On the eve of a meeting between US President Joe Biden and Russian President Vladimir Putin — scheduled for June 16 in Geneva, Switzerland, a week from today — His Eminence Metropolitan Hilarion of Volokomansk, one of the chief spokesmen of the Russian Orthodox Church, has expressed cautious hope that the meetings can have good results for world peace if the “fragile balances” that have been maintained to date in the “constructive relations” between several important actors — the United States, Russia, China and a number of other countries — are maintained.
“If these balances are maintained, if countries manage to respect their interests, but at the same time do not destroy world peace, then this will probably be the most important fruit of the next meeting of the two presidents and the subsequent negotiations that will take place both at the highest and other levels,” Hilarion said, speaking live on the Sunday, June 6 program “The Church the World” in Russia, answering the question of the presenter of the television channel “Russia 24” E. Graceva about her expectations from the expected meeting of the Russian and American presidents. (link)
By referring to negotiations at the “highest” level, Hilarion is referring to the meeting of the two presidents.

Stored entries:
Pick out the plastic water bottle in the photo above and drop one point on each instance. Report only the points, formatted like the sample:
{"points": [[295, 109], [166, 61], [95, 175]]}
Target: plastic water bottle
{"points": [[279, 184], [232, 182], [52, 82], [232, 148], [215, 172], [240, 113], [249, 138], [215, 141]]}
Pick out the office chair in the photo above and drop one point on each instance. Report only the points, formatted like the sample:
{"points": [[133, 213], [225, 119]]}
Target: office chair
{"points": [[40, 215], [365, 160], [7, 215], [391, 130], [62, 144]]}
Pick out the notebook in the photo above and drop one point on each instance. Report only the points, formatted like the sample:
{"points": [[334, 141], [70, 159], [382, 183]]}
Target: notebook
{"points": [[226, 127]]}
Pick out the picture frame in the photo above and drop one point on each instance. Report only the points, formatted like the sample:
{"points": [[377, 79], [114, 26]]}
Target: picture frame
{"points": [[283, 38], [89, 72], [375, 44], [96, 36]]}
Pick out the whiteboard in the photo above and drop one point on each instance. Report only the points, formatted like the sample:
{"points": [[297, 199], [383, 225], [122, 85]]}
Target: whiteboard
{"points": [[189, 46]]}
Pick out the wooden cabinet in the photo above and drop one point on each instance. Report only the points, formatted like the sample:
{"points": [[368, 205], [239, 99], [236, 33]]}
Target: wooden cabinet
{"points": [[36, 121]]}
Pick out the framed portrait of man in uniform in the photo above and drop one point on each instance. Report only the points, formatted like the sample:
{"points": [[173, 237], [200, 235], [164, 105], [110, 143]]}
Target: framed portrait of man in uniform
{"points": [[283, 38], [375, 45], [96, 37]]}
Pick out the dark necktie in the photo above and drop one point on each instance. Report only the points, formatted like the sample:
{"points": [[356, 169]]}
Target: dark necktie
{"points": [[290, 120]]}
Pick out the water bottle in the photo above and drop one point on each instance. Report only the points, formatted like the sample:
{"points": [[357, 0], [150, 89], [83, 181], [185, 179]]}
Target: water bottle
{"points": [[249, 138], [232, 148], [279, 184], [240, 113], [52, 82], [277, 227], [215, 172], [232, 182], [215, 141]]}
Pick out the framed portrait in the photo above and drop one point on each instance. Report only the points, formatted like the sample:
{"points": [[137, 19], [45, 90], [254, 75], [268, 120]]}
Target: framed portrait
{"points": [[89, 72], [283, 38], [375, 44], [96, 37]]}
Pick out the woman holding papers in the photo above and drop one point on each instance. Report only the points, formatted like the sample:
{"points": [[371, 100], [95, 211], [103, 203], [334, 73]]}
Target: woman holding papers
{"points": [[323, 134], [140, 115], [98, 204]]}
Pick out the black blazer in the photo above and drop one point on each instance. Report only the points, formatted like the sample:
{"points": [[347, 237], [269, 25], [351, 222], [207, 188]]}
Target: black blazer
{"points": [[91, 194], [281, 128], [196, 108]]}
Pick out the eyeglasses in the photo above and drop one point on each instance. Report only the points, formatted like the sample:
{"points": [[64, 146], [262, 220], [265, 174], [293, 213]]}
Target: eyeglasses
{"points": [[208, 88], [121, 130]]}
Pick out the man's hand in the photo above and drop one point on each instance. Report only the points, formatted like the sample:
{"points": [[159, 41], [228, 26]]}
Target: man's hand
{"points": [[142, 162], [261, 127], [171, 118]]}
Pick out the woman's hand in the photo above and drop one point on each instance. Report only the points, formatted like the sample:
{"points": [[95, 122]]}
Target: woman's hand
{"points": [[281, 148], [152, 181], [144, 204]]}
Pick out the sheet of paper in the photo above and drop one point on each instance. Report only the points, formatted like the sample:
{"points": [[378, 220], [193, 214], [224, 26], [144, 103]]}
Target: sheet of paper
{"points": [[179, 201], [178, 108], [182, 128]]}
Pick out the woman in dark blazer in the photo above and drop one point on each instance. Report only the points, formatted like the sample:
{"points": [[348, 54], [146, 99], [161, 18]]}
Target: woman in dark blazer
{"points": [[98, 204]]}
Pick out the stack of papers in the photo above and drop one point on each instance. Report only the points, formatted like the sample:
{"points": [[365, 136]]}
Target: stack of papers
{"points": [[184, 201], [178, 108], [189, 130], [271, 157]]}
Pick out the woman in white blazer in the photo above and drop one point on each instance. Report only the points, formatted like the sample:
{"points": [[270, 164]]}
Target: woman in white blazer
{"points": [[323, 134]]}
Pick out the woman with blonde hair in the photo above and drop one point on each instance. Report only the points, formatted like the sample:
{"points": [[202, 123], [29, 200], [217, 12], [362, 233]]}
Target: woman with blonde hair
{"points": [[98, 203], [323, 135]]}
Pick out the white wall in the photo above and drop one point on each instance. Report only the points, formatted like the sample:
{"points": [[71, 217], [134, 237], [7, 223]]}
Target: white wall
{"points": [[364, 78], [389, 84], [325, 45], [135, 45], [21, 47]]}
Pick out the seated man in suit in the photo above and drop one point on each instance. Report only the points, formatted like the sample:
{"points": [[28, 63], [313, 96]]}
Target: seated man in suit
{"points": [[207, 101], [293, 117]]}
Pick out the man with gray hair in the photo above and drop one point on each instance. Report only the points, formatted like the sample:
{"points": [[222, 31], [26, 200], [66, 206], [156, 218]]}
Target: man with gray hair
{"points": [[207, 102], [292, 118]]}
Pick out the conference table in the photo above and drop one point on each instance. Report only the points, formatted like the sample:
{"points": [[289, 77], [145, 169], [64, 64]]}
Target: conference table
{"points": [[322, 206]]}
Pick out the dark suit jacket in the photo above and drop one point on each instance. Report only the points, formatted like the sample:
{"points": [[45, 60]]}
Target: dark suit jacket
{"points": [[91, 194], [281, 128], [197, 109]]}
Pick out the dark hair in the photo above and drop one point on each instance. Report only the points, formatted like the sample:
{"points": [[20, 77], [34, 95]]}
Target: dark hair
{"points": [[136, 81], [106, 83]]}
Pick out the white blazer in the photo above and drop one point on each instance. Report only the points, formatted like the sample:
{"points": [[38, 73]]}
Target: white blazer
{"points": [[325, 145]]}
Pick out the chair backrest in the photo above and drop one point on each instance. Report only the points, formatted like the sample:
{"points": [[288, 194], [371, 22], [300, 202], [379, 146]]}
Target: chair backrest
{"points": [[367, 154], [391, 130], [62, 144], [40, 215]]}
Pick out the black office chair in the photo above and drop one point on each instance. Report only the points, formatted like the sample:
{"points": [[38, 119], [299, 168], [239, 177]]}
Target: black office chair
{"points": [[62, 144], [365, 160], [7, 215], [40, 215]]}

--

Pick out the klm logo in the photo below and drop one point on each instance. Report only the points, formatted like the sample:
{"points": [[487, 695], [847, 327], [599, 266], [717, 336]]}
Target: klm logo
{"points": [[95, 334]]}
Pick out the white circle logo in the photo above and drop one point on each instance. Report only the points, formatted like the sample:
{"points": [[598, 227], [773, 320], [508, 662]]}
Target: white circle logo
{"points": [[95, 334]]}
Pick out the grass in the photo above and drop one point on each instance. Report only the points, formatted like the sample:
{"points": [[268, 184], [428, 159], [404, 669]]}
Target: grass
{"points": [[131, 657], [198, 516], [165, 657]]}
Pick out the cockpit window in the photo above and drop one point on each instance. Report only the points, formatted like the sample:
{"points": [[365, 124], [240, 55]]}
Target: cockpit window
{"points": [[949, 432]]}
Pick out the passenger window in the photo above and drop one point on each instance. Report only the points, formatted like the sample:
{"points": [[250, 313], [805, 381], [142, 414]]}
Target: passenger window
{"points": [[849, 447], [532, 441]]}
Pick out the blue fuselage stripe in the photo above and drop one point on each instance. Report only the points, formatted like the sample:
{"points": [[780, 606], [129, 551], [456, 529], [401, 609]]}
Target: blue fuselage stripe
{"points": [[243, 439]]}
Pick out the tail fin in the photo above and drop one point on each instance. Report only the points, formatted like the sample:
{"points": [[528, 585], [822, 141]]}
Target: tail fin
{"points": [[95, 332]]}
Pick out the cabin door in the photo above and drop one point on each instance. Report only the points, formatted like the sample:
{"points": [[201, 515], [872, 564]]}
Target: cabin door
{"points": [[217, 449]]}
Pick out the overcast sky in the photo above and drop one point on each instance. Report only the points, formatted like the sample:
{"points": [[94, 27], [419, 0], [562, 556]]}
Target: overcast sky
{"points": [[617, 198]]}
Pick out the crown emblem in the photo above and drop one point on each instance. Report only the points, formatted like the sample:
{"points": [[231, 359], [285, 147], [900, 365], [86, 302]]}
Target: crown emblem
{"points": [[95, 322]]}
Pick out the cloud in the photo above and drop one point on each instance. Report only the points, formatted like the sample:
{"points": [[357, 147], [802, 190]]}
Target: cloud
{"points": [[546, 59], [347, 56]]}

» Task instructions
1 > In the Hilarion passage, where is the meeting between Biden and Putin scheduled to take place?
2 > Echo the Hilarion passage word for word from "On the eve of" to "countries — are maintained.".

» Outputs
1 > Geneva, Switzerland

2 >
On the eve of a meeting between US President Joe Biden and Russian President Vladimir Putin — scheduled for June 16 in Geneva, Switzerland, a week from today — His Eminence Metropolitan Hilarion of Volokomansk, one of the chief spokesmen of the Russian Orthodox Church, has expressed cautious hope that the meetings can have good results for world peace if the “fragile balances” that have been maintained to date in the “constructive relations” between several important actors — the United States, Russia, China and a number of other countries — are maintained.